Retype, exactly as written, every line from the one containing "# point at: the sea lion head" through the last line of the records below, both included; skip the pictures.
::: EXTRACTED ENTRIES :::
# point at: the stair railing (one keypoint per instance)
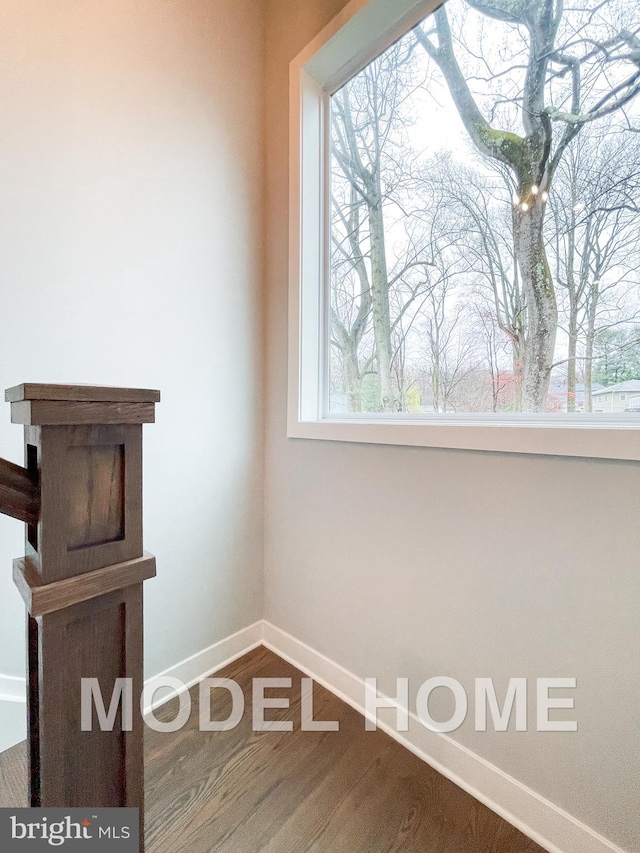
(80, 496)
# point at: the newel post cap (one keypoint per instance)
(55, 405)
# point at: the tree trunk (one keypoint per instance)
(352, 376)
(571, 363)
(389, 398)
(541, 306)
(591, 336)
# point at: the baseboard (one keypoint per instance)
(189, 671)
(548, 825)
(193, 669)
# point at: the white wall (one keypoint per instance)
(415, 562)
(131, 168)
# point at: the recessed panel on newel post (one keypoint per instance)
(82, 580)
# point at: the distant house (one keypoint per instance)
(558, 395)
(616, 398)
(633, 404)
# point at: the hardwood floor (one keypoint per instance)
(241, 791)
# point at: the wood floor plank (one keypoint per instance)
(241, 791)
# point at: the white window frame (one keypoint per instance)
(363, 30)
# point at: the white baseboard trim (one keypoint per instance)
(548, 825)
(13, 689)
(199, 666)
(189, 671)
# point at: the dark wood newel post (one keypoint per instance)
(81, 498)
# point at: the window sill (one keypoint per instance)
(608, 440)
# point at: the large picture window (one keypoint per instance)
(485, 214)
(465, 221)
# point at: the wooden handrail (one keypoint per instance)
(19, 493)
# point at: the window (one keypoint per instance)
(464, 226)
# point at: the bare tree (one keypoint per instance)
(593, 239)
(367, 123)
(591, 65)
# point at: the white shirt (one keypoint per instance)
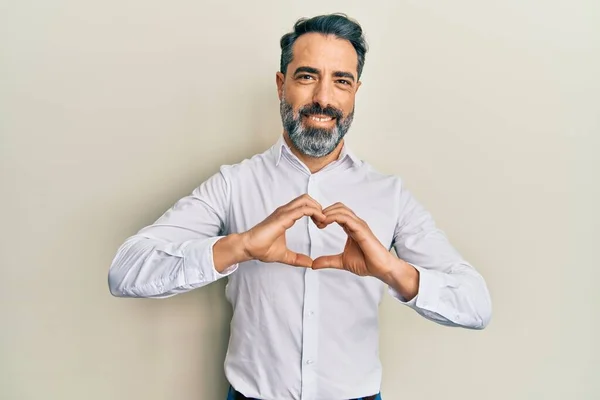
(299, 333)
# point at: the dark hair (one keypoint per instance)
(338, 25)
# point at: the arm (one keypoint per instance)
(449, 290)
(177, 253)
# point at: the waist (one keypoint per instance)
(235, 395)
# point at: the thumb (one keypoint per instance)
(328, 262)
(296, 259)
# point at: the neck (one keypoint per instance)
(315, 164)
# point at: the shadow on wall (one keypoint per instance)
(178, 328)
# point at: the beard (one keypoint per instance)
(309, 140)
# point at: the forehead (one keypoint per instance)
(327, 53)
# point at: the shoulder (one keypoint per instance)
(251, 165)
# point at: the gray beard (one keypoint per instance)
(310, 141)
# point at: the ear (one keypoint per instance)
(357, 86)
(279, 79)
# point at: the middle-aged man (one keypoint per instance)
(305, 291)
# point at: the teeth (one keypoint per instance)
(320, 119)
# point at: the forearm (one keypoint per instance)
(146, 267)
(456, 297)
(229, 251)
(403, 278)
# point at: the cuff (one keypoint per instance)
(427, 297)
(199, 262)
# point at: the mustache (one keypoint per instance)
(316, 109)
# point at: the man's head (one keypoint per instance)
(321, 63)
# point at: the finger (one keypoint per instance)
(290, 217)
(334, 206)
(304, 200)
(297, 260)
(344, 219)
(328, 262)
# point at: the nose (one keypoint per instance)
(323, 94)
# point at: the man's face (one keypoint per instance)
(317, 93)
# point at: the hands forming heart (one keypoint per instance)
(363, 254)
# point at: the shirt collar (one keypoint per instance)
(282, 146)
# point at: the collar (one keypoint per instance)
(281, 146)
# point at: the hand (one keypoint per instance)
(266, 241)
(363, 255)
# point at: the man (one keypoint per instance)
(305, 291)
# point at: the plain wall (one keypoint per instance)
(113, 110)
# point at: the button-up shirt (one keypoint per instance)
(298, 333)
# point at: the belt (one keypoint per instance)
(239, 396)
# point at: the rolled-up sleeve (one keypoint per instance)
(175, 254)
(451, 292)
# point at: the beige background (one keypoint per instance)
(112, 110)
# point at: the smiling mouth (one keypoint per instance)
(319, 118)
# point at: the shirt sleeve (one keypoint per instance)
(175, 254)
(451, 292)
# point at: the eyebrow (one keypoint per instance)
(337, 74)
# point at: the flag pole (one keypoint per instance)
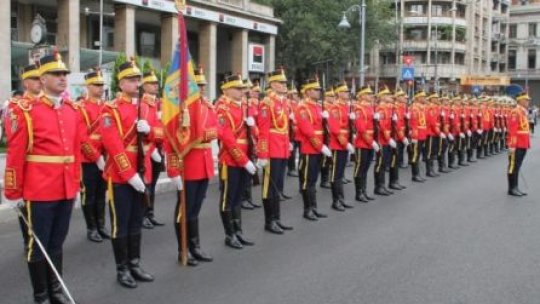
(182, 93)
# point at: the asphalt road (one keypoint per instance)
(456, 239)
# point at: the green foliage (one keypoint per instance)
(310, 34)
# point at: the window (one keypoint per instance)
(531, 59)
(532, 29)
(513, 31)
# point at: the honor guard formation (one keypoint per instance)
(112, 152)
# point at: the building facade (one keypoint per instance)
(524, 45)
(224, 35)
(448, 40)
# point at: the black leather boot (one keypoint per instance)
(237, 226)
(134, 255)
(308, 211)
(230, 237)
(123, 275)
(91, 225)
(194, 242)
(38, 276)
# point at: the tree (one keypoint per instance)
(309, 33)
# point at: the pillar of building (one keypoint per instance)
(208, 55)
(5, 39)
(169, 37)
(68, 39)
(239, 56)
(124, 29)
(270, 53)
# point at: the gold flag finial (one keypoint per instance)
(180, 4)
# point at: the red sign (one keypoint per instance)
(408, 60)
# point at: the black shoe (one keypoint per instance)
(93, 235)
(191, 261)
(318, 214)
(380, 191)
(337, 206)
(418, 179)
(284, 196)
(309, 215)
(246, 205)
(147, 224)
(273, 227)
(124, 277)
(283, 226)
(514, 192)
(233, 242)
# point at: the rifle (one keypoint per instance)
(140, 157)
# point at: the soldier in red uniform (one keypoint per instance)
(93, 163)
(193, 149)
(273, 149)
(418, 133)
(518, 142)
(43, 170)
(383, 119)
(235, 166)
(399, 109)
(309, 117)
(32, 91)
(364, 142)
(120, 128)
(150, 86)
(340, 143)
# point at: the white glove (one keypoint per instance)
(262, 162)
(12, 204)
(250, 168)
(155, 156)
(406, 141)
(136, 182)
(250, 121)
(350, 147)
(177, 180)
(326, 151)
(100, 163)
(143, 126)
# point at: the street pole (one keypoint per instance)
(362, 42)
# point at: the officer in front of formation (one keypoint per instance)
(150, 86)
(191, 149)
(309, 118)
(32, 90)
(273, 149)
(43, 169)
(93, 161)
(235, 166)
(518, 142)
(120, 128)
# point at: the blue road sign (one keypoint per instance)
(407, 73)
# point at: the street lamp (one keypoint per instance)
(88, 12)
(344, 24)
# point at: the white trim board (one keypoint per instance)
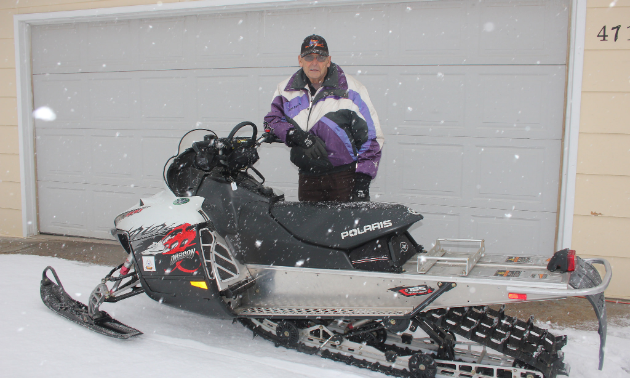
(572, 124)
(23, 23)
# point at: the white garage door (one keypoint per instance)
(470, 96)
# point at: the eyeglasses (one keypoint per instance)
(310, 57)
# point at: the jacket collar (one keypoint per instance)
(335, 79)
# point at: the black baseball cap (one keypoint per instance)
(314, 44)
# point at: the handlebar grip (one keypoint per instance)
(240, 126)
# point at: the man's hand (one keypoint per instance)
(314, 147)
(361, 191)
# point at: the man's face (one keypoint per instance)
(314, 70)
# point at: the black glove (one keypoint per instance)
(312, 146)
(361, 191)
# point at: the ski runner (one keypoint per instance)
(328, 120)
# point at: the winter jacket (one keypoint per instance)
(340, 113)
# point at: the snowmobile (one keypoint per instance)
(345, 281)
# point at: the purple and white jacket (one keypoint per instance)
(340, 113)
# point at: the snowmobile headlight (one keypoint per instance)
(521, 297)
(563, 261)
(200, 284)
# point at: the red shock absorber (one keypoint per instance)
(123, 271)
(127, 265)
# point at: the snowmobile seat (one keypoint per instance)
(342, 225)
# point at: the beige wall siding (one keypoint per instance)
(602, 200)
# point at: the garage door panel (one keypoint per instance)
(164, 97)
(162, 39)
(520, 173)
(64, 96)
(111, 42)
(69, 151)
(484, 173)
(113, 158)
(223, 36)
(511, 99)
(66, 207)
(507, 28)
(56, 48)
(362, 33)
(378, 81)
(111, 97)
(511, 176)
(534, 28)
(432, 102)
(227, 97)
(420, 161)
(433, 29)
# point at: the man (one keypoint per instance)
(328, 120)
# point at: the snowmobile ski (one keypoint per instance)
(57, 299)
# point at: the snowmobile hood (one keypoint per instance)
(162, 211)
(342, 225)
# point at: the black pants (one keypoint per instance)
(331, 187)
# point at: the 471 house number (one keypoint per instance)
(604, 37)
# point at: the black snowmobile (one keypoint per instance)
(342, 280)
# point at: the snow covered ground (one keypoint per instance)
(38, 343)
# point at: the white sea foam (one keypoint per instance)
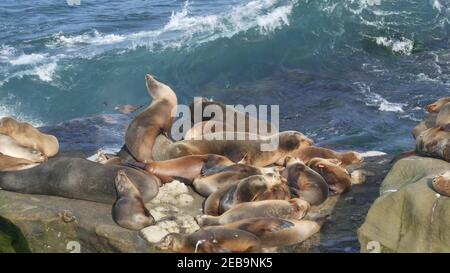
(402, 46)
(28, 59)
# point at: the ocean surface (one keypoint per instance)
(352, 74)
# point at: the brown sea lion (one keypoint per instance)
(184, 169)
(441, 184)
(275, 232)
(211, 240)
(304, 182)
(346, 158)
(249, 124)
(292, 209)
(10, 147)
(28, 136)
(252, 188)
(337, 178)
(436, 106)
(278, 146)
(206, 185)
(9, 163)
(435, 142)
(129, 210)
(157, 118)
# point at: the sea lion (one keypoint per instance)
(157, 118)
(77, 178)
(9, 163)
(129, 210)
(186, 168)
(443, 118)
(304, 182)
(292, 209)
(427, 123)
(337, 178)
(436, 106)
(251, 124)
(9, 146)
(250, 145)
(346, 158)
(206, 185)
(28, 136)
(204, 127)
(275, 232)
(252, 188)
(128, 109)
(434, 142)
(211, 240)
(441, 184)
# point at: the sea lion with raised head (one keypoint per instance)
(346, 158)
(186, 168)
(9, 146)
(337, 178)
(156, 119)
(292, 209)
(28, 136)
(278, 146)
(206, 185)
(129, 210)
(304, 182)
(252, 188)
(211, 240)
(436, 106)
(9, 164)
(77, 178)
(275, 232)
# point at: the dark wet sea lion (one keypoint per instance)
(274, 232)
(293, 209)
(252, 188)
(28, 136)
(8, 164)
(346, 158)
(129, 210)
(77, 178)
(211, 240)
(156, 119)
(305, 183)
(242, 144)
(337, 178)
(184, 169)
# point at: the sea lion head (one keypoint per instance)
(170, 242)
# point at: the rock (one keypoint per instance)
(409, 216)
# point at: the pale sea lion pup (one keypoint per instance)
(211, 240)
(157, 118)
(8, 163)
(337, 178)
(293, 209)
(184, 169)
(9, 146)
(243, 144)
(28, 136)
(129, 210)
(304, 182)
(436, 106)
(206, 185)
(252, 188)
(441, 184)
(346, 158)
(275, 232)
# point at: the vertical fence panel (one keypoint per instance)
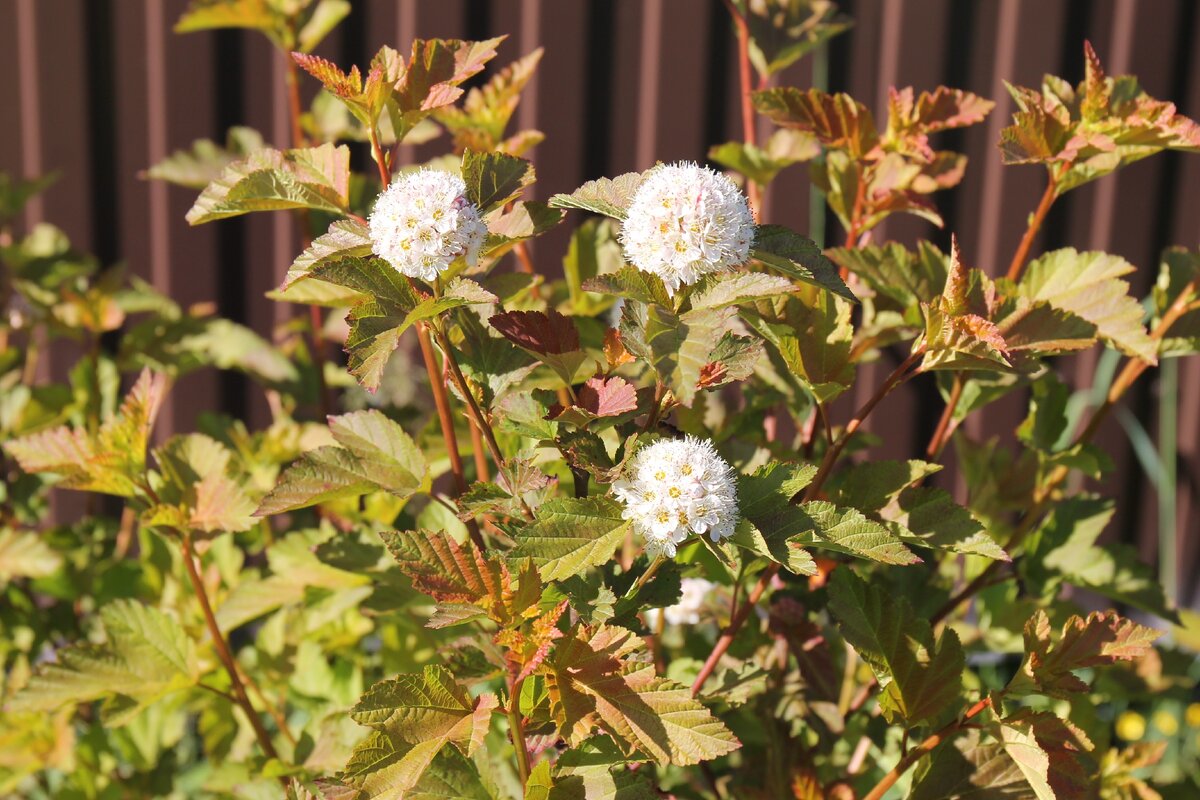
:::
## RESPONSE
# point at: the sea lion head (one keypoint per instance)
(170, 242)
# point at: the rock (one keypoint per instance)
(409, 216)
# point at: the pale sea lion pup (one keypoint per instance)
(211, 240)
(157, 118)
(8, 163)
(337, 178)
(293, 209)
(184, 169)
(9, 146)
(243, 144)
(28, 136)
(129, 210)
(304, 182)
(436, 106)
(206, 185)
(252, 188)
(441, 184)
(346, 158)
(275, 232)
# point at: the vertical fence panel (one keypoint per instance)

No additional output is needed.